EXERCISE TEXT Start Marker

In this talk we describe the design of formal tools for Kappa, a site-graph rewriting language inspired by bio-chemistry. In particular, we introduce a static analysis to compute some properties on the biological entities that may arise in models, so as to increase our confidence in them. We also present a model reduction approach based on a study of the flow of information between the different regions of the biological entities and the potential symmetries. This approach is applied both in the differential and in the stochastic semantics.

EXERCISE TEXT End Marker

[EXERCISES]
a) Please list every verb in the talk summary that has "we" as its subject.
b) Repeat the talk summary word for word, beginning at the words "In this talk" and stopping after "the stochastic semantics.".

EXERCISE DATA Start Marker

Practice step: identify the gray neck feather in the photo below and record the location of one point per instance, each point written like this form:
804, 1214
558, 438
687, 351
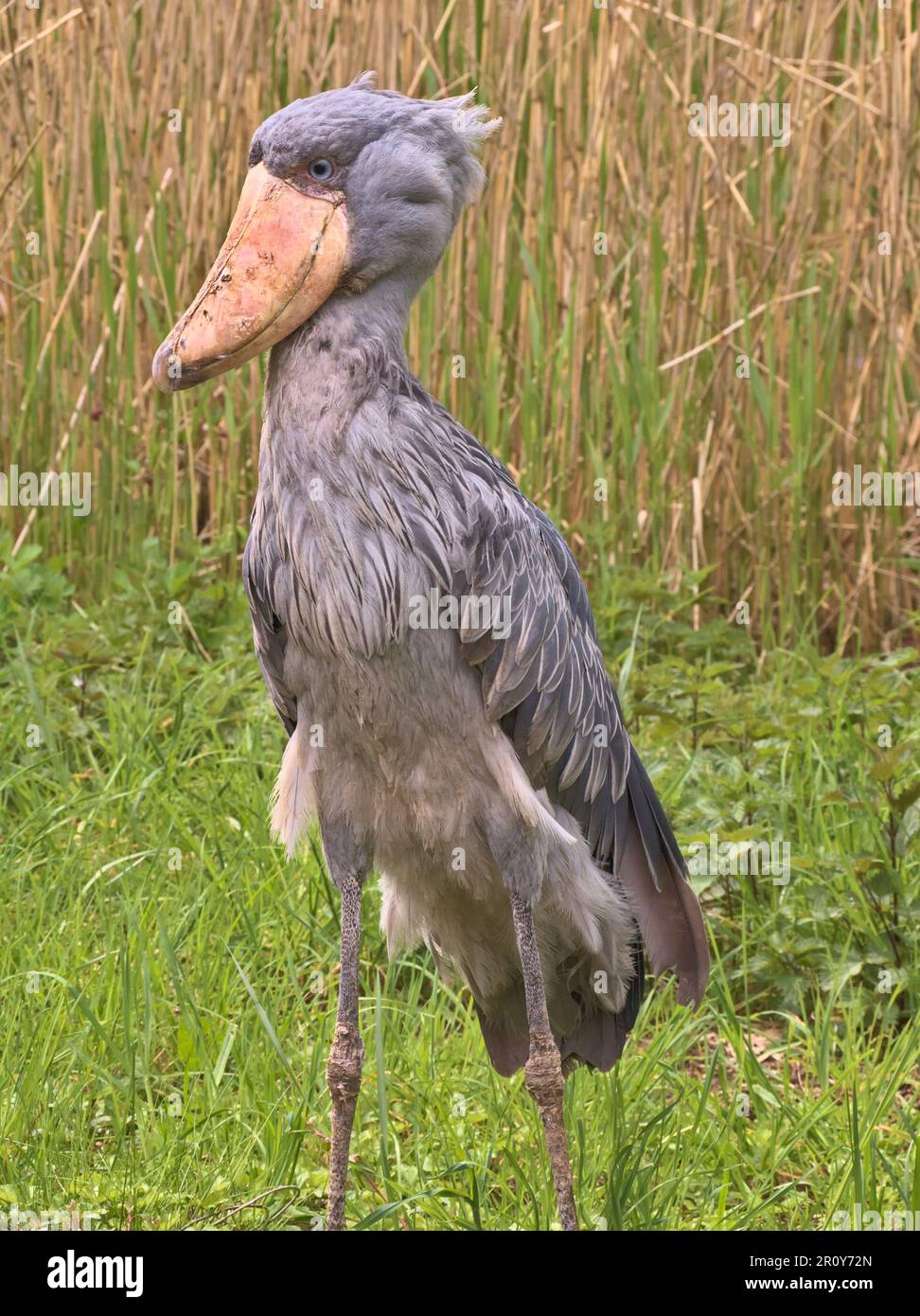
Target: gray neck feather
320, 374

EXERCISE DATA End Marker

[ANSWERS TO THIS EXERCISE]
a) describe, introduce, present

b)
In this talk we describe the design of formal tools for Kappa, a site-graph rewriting language inspired by bio-chemistry. In particular, we introduce a static analysis to compute some properties on the biological entities that may arise in models, so as to increase our confidence in them. We also present a model reduction approach based on a study of the flow of information between the different regions of the biological entities and the potential symmetries. This approach is applied both in the differential and in the stochastic semantics.